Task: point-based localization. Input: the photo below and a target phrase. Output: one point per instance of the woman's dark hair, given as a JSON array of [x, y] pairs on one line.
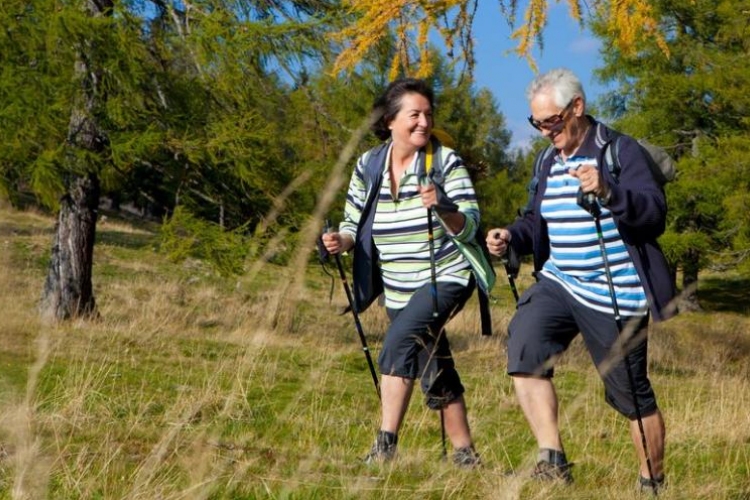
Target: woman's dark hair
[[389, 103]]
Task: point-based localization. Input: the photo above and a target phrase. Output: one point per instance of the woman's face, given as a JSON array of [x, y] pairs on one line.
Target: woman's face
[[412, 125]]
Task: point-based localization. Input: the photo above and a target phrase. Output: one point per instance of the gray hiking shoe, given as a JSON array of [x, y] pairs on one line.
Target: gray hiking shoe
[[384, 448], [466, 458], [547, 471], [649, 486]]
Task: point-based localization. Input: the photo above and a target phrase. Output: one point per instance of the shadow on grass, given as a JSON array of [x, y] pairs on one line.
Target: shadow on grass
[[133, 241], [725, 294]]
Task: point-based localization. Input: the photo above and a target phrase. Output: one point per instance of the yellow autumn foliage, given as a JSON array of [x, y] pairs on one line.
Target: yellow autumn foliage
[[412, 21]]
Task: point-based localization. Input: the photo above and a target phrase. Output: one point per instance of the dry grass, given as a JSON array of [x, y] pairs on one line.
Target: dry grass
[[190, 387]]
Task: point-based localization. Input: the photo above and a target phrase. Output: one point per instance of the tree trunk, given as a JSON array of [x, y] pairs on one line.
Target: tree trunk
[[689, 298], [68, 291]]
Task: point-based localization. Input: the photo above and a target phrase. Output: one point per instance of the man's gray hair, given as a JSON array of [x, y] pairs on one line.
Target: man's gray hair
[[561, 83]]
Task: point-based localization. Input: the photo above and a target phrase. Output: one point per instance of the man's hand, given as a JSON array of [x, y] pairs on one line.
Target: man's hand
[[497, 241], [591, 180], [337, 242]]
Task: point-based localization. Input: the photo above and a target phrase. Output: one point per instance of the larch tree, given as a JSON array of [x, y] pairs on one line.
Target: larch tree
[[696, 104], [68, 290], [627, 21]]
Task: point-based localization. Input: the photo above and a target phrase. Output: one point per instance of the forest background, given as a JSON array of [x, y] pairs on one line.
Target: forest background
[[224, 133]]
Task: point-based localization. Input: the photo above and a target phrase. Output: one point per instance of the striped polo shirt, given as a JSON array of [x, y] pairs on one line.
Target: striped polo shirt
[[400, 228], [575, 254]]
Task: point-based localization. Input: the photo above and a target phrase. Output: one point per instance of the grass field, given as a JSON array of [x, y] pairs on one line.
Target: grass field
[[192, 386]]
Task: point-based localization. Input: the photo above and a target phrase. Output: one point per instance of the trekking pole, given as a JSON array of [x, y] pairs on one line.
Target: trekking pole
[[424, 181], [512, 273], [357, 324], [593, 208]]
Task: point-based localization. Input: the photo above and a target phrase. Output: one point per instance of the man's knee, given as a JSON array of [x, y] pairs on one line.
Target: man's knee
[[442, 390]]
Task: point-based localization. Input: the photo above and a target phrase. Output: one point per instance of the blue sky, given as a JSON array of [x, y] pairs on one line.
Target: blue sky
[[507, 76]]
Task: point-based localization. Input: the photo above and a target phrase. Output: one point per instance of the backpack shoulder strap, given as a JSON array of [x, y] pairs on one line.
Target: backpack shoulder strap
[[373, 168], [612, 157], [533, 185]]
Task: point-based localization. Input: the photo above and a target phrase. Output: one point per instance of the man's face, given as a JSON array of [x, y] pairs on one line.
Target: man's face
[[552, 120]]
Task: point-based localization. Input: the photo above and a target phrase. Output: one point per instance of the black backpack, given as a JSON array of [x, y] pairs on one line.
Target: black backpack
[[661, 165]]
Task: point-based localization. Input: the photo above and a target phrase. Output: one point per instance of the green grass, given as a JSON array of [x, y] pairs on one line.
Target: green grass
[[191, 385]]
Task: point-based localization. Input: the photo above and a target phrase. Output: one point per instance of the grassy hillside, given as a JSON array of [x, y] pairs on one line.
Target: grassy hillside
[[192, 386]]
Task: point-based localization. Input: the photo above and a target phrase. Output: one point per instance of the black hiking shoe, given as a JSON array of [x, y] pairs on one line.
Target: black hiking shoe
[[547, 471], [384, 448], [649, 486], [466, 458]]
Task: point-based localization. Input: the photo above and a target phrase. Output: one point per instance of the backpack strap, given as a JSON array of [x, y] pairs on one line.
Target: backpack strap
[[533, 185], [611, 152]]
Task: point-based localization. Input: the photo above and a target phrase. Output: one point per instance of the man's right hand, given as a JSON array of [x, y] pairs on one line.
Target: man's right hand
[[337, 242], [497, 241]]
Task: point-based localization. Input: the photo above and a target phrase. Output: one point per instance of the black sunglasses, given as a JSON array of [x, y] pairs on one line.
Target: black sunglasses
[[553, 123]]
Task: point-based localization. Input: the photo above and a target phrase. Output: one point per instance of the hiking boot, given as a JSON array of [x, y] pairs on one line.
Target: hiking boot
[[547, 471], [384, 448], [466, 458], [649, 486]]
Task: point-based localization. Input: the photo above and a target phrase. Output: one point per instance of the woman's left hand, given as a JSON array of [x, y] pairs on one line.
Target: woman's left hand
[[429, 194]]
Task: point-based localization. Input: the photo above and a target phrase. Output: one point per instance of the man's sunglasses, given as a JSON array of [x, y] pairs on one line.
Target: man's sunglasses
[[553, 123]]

§ OBIETTIVO DEL COMPITO
Ricopia alla lettera i record partendo dall'inizio e arrivando alla riga che contiene "[[133, 241], [725, 294]]", estremi compresi. Lascia fuori dalla risposta le immagini.

§ RISULTATO DEL COMPITO
Task: point-based localization. Input: the photo below and a target phrase. Output: one point per instance of the woman's dark hair, given as a JSON array of [x, y] pairs on one line.
Target: woman's dark hair
[[389, 103]]
Task: point-based localization. Input: the photo above and a target phrase. Output: one point per instance of the woman's face, given as a JSON array of [x, y] pairs on one line.
Target: woman's face
[[412, 125]]
Task: point-based localization. Input: the photo above and a target phrase. Output: one point per instance of the gray hiking shoe, given as a JSON array of [x, y] pairs on one line.
Target: gray hiking shoe
[[384, 448], [466, 458], [547, 471], [649, 486]]
Task: point-based localization. Input: the photo above and a target phrase. Output: one point per instance of the shadow on grass, given as a JSON array of [x, y] pairs on one line.
Target: shadow on grass
[[133, 241], [725, 294]]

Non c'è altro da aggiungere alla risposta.